### WHAT IS REQUIRED
Reproduce the full set of records verbatim.

### INPUT
┌──
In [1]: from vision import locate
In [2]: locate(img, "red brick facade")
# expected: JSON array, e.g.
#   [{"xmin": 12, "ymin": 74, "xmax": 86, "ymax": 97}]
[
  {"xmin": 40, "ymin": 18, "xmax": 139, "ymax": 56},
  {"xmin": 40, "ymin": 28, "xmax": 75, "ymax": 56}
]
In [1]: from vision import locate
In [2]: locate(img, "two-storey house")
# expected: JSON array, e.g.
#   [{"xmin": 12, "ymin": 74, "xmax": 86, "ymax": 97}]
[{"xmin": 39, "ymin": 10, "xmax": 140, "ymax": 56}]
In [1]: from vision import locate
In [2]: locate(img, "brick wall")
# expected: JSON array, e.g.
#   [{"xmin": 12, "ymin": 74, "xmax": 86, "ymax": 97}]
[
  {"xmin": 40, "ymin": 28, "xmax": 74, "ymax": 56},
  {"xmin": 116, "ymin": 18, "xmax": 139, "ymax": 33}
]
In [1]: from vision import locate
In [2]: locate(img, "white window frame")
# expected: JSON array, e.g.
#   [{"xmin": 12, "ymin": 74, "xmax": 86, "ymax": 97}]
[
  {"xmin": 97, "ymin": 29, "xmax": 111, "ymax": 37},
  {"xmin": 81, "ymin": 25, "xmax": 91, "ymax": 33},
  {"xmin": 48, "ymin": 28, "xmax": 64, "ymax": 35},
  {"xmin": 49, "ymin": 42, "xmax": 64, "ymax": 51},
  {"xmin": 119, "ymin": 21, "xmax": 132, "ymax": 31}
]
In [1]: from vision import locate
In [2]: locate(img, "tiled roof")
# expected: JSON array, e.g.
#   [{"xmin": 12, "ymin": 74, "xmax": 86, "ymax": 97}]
└──
### EXERCISE RESPONSE
In [1]: from vision import locate
In [2]: locate(img, "red brick facade")
# expected: JSON array, e.g.
#   [{"xmin": 12, "ymin": 74, "xmax": 86, "ymax": 97}]
[
  {"xmin": 40, "ymin": 18, "xmax": 139, "ymax": 56},
  {"xmin": 40, "ymin": 28, "xmax": 75, "ymax": 56}
]
In [1]: from vision import locate
In [2]: locate(img, "two-storey house")
# expected: JSON array, e.g.
#   [{"xmin": 12, "ymin": 74, "xmax": 86, "ymax": 97}]
[{"xmin": 39, "ymin": 10, "xmax": 140, "ymax": 56}]
In [1]: from vision import locate
In [2]: locate(img, "brick wall")
# expected: JSON array, e.g.
#   [{"xmin": 12, "ymin": 74, "xmax": 86, "ymax": 97}]
[
  {"xmin": 40, "ymin": 28, "xmax": 74, "ymax": 56},
  {"xmin": 116, "ymin": 18, "xmax": 139, "ymax": 33}
]
In [1]: from vision import locate
In [2]: locate(img, "white window frame")
# expected: JSON array, e.g.
#   [{"xmin": 12, "ymin": 74, "xmax": 86, "ymax": 97}]
[
  {"xmin": 97, "ymin": 29, "xmax": 111, "ymax": 37},
  {"xmin": 81, "ymin": 25, "xmax": 91, "ymax": 33},
  {"xmin": 48, "ymin": 28, "xmax": 64, "ymax": 35},
  {"xmin": 49, "ymin": 42, "xmax": 64, "ymax": 51},
  {"xmin": 119, "ymin": 21, "xmax": 132, "ymax": 31}
]
In [1]: from vision import locate
In [2]: locate(img, "tiled roof")
# expected: JSON array, e.g.
#   [{"xmin": 12, "ymin": 74, "xmax": 86, "ymax": 97}]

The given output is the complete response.